◆ Given task:
Please rewrite in full only the lines of the data starting at the line that contains "the yellow biplane" and ending at the line that contains "(1170, 354)". Decrease every pixel coordinate within them by 24.

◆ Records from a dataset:
○ ○ ○ ○
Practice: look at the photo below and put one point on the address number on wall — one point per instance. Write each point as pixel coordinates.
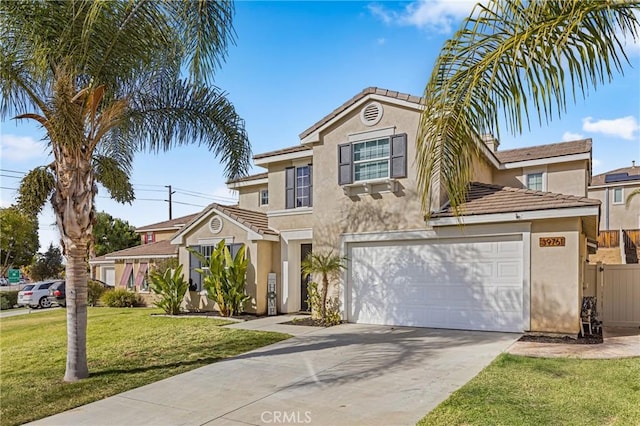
(552, 241)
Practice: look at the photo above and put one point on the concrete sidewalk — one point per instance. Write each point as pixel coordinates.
(345, 375)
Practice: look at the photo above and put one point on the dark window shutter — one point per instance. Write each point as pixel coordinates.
(290, 185)
(345, 164)
(195, 279)
(310, 185)
(398, 156)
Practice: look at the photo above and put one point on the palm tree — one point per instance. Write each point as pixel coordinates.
(104, 80)
(329, 266)
(511, 59)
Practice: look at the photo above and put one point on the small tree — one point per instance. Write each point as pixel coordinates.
(329, 266)
(171, 288)
(224, 278)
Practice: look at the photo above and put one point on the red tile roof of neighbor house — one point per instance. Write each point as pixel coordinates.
(368, 91)
(483, 198)
(290, 150)
(544, 151)
(631, 171)
(176, 223)
(249, 178)
(159, 248)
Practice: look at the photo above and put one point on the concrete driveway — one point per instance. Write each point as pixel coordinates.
(346, 375)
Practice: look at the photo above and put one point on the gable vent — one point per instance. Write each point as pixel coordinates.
(215, 224)
(371, 114)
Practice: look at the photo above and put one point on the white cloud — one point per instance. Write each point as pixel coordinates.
(20, 148)
(570, 136)
(624, 127)
(438, 15)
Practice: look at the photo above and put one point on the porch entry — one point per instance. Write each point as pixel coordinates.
(305, 249)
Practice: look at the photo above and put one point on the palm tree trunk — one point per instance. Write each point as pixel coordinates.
(76, 287)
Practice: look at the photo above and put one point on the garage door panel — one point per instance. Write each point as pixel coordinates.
(470, 285)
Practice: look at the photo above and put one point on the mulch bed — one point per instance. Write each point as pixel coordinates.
(589, 339)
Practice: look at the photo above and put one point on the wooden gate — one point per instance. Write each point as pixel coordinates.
(618, 290)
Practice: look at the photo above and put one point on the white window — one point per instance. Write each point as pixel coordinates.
(371, 160)
(534, 181)
(264, 197)
(618, 196)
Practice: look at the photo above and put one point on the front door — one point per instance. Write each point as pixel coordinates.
(305, 249)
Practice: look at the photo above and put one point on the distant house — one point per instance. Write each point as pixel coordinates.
(129, 268)
(350, 185)
(612, 189)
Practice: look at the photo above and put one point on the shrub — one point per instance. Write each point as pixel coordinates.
(8, 299)
(95, 292)
(171, 288)
(121, 298)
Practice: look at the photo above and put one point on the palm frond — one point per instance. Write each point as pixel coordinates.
(511, 58)
(174, 112)
(35, 189)
(114, 178)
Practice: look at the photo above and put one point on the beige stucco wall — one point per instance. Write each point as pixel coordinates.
(556, 286)
(258, 253)
(249, 198)
(620, 215)
(562, 178)
(335, 213)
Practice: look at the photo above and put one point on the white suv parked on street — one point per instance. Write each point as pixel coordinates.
(35, 295)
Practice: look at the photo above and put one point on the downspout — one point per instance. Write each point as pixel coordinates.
(606, 209)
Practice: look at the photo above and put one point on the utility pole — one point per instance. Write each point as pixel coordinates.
(169, 200)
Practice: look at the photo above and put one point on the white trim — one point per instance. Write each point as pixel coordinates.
(283, 157)
(297, 234)
(515, 216)
(315, 135)
(101, 262)
(371, 134)
(290, 212)
(544, 161)
(148, 256)
(251, 234)
(252, 182)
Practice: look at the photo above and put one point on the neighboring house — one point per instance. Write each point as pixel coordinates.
(612, 189)
(129, 268)
(350, 186)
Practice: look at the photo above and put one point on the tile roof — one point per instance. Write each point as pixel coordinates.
(483, 198)
(256, 221)
(176, 223)
(356, 98)
(631, 171)
(290, 150)
(159, 248)
(249, 178)
(544, 151)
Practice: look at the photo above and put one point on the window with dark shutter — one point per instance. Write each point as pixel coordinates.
(195, 279)
(398, 156)
(345, 164)
(290, 188)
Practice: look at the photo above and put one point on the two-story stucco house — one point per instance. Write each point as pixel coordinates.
(349, 186)
(128, 268)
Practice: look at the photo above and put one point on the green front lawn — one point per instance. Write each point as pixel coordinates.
(126, 348)
(517, 390)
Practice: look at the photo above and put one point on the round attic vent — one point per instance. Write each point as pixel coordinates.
(215, 224)
(371, 114)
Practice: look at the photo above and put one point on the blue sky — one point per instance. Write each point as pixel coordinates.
(293, 63)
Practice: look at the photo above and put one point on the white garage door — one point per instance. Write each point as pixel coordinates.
(465, 284)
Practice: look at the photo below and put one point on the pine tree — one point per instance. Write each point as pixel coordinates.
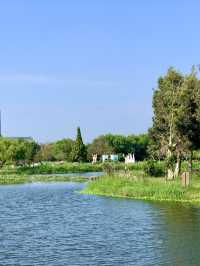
(79, 152)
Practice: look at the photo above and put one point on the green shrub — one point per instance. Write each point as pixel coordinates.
(152, 168)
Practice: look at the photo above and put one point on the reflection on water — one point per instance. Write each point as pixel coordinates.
(52, 224)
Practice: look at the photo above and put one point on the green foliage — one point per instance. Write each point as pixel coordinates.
(121, 145)
(153, 168)
(108, 168)
(62, 150)
(79, 152)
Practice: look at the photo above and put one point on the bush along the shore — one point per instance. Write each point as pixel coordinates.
(153, 168)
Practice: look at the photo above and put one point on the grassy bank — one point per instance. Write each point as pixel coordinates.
(63, 168)
(145, 188)
(20, 179)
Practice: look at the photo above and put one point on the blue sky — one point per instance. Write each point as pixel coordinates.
(92, 64)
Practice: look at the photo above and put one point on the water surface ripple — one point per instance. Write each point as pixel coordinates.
(53, 225)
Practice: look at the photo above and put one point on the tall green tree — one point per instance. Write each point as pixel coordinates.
(79, 151)
(175, 131)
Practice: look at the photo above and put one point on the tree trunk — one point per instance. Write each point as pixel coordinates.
(190, 162)
(178, 167)
(170, 174)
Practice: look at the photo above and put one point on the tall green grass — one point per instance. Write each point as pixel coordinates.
(147, 188)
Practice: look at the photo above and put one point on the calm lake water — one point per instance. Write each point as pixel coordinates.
(54, 225)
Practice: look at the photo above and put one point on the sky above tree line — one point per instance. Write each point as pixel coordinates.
(91, 64)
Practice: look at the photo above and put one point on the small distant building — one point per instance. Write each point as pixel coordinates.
(130, 158)
(112, 157)
(105, 157)
(28, 139)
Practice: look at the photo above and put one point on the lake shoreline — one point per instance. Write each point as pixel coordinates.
(148, 189)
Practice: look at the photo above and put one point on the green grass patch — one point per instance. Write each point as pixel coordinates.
(145, 188)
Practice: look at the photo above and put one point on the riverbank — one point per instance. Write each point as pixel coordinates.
(156, 189)
(20, 179)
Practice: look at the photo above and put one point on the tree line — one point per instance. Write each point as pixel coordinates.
(173, 137)
(23, 152)
(175, 133)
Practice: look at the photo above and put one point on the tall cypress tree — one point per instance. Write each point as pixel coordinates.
(79, 152)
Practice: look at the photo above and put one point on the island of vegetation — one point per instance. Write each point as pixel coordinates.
(171, 147)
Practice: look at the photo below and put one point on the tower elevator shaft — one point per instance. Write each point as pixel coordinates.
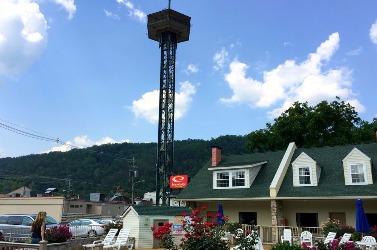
(165, 157)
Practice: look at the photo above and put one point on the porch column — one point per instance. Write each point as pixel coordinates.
(277, 217)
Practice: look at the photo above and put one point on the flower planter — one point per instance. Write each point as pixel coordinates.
(59, 246)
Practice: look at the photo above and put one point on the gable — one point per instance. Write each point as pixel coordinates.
(332, 180)
(357, 168)
(201, 186)
(306, 171)
(235, 176)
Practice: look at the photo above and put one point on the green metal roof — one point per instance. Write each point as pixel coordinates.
(161, 210)
(200, 186)
(331, 182)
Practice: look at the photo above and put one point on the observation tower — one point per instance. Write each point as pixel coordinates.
(168, 28)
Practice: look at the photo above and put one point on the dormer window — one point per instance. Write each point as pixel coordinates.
(231, 179)
(306, 171)
(358, 172)
(304, 176)
(357, 168)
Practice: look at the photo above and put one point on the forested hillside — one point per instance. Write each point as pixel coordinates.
(99, 169)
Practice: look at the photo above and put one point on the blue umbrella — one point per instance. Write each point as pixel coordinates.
(362, 224)
(220, 215)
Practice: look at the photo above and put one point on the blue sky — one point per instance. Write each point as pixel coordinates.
(86, 73)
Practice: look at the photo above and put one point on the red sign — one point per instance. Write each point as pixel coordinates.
(178, 181)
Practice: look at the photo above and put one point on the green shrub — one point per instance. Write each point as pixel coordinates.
(286, 246)
(330, 226)
(113, 225)
(232, 227)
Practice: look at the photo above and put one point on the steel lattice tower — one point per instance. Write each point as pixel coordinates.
(168, 27)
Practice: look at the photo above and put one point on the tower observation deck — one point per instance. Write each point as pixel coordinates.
(167, 27)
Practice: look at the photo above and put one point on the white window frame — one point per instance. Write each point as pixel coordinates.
(310, 176)
(231, 174)
(364, 173)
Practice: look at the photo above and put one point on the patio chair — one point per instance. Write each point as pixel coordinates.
(330, 237)
(368, 243)
(307, 238)
(287, 236)
(121, 241)
(109, 239)
(346, 237)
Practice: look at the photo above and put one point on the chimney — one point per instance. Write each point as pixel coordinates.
(216, 156)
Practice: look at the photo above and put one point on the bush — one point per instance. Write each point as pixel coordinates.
(113, 225)
(286, 246)
(201, 233)
(330, 226)
(345, 229)
(58, 234)
(232, 227)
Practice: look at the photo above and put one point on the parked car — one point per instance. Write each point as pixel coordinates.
(16, 227)
(86, 227)
(23, 220)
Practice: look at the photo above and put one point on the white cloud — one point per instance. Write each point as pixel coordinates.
(83, 141)
(373, 33)
(292, 81)
(147, 107)
(191, 68)
(220, 59)
(23, 35)
(68, 5)
(112, 15)
(134, 12)
(355, 52)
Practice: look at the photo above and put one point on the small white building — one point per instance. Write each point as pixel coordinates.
(141, 218)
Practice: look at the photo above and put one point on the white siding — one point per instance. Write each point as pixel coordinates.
(141, 228)
(131, 220)
(253, 172)
(356, 156)
(303, 160)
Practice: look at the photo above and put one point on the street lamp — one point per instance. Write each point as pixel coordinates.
(133, 190)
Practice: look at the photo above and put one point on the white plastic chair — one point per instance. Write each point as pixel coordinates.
(287, 236)
(108, 240)
(330, 237)
(121, 241)
(307, 238)
(371, 240)
(346, 237)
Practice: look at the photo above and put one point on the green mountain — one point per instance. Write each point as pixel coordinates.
(101, 169)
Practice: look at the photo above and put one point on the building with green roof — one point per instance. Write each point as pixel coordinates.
(297, 187)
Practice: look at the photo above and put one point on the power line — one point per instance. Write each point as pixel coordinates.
(21, 130)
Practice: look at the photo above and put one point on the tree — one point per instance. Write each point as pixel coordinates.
(326, 124)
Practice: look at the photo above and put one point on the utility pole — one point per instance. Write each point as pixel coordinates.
(133, 173)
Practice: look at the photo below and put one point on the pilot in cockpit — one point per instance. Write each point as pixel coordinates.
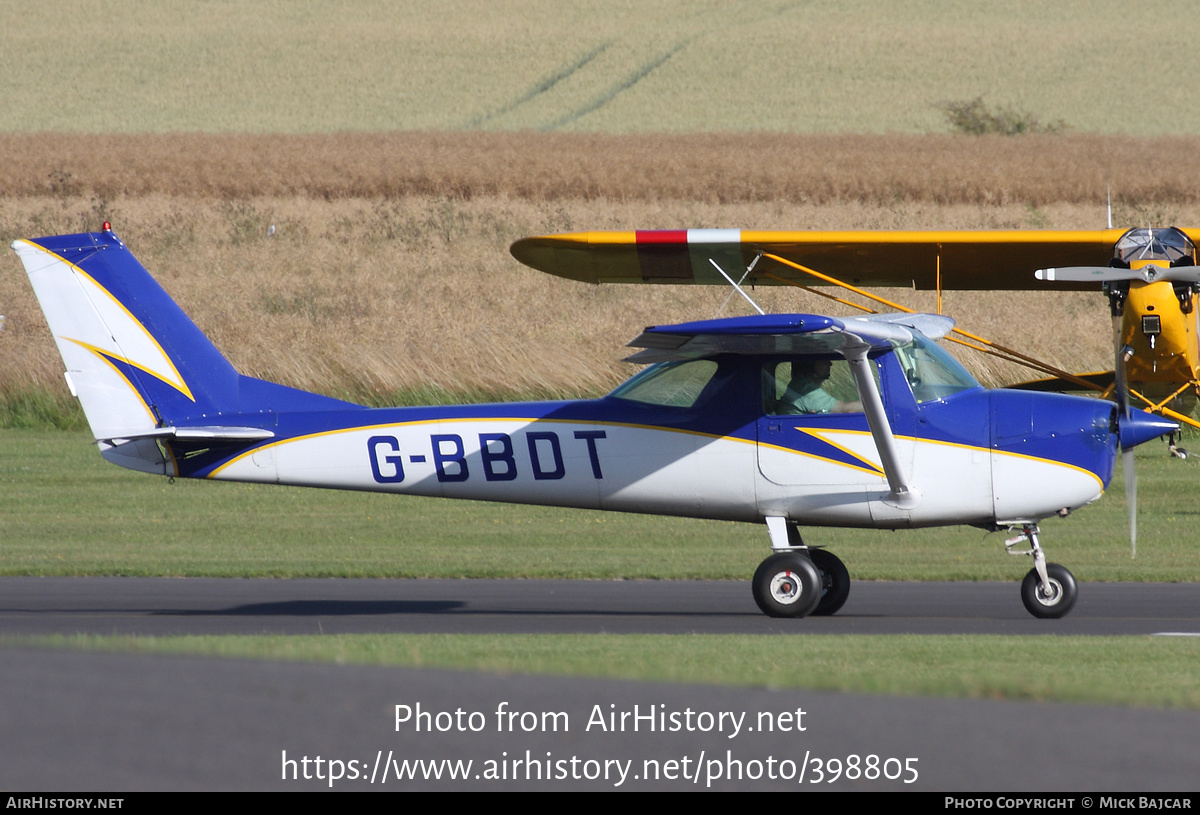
(804, 391)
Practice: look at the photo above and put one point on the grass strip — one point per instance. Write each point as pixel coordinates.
(1134, 671)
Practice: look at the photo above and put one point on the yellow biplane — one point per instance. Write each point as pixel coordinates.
(1149, 275)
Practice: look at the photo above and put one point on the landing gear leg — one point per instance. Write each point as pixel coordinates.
(1049, 591)
(789, 583)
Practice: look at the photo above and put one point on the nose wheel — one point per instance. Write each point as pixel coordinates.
(798, 581)
(1049, 591)
(787, 585)
(1055, 598)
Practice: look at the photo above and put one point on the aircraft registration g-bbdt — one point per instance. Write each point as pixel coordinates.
(786, 420)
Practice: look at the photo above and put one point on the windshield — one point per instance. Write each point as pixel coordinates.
(1146, 244)
(671, 384)
(931, 372)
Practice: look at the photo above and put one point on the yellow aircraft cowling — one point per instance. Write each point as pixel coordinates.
(1170, 354)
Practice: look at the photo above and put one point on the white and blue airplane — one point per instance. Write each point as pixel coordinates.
(786, 420)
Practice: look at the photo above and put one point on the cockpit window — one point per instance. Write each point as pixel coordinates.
(799, 385)
(1147, 244)
(931, 372)
(670, 384)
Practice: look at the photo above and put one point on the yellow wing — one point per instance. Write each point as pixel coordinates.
(1001, 259)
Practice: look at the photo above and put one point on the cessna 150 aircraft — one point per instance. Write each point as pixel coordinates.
(737, 419)
(1149, 275)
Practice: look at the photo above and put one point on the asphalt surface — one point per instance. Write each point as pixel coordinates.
(186, 606)
(78, 720)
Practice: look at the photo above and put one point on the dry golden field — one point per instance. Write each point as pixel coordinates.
(621, 66)
(388, 275)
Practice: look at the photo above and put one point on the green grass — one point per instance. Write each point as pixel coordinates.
(677, 65)
(66, 511)
(1128, 671)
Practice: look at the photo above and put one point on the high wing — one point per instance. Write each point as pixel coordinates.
(1001, 259)
(783, 334)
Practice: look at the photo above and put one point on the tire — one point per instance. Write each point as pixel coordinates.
(787, 585)
(1057, 605)
(834, 581)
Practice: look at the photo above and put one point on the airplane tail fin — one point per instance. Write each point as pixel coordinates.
(139, 366)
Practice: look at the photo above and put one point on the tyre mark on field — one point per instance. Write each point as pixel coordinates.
(623, 85)
(649, 67)
(541, 87)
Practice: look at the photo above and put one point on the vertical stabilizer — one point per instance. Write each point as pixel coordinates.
(132, 357)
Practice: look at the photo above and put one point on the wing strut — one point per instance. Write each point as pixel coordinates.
(903, 493)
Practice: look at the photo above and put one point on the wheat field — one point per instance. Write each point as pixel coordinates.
(385, 287)
(823, 66)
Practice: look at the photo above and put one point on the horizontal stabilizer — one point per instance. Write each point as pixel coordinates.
(1149, 273)
(951, 259)
(214, 433)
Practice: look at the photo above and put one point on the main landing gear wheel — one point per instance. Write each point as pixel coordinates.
○ ○ ○ ○
◆ Task output:
Practice: look at the photo above and put one point on the yellow biplane — one point per instance. Write each point as pixel coordinates.
(1125, 251)
Practice: look at the photo above and put one point on the landing gear leg — one point per instance. Write each point as pixel coordinates.
(1025, 567)
(765, 559)
Practice: look at the photo above and put one point on the nose wheel — one point per instance. Write each point as pixel coordinates.
(774, 557)
(1025, 567)
(763, 561)
(1031, 574)
Practice: look at the photo above and put one point on the aircraft registration g-bbdt — one point per instance. Write each point as pixel coordinates.
(762, 396)
Practice: look at the photo above and put one point on the windshield — one point per instance. Write each point as pixel coordinates.
(1122, 220)
(647, 360)
(907, 348)
Practice: look at the photo above and put one point on the yellow aircraft cowling — one point per instance. Write each point as pixel coordinates.
(1146, 330)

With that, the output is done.